### PROBLEMI
(1) Nel brano sul progetto europeo, quale viene indicato come secondo ambito?
(2) Riporta fedelmente il passo del brano sul progetto europeo che comincia con "Il primo ambito" e termina con "li renda protagonisti.".
(3) Stabilisci se le affermazioni seguenti concordano con il brano sul progetto europeo, rispondendo sì o no e citando le parole del brano che lo dimostrano.
(a) Il primo ambito consiste nell'assicurare risultati.
(b) In alcuni casi i poteri sono stati trasferiti solo in parte.
(c) L'UE dispone di tutti gli strumenti necessari per soddisfare le aspettative.

### TESTO SCELTO
━━━━━━━━━━━━━━━━
Il primo ambito è conferire chiarezza di obiettivi al progetto europeo. Ciò che i cittadini sembrano chiedere è un senso più chiaro del perché esista l’UE e di come apporti loro benefici, ossia di come accresca le loro scelte di vita e li renda protagonisti.

Il secondo ambito è assicurare risultati. Se i cittadini dell’UE devono avallare la nozione che l’azione comune possa migliorare le loro vite, devono poter constatare che nei settori in cui l’UE interviene è efficace. Ciò richiede, nella sfera di competenza dell’UE, che ad essa siano delegati i poteri che le consentono di lavorare in maniera adeguata.

In diversi casi però abbiamo messo in piedi progetti comuni incompleti, ossia trasferendo poteri solo in parte. Le aspettative sono così rivolte sull’UE, che resta però priva degli strumenti necessari per soddisfarle.
━━━━━━━━━━━━━━━━
### RIGHE DI DATI
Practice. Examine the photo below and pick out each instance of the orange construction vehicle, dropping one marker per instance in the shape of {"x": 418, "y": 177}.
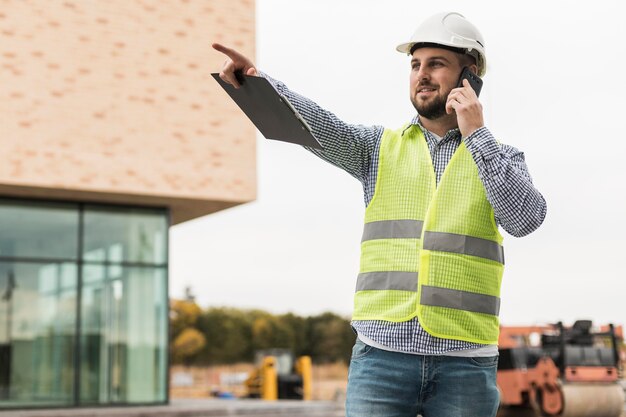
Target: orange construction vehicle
{"x": 560, "y": 371}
━━━━━━━━━━━━━━━━
### SOLUZIONI
(1) Assicurare risultati.

(2)
Il primo ambito è conferire chiarezza di obiettivi al progetto europeo. Ciò che i cittadini sembrano chiedere è un senso più chiaro del perché esista l’UE e di come apporti loro benefici, ossia di come accresca le loro scelte di vita e li renda protagonisti.

(3)
(a) No: "Il primo ambito è conferire chiarezza di obiettivi al progetto europeo."
(b) Sì: "abbiamo messo in piedi progetti comuni incompleti, ossia trasferendo poteri solo in parte."
(c) No: "che resta però priva degli strumenti necessari per soddisfarle."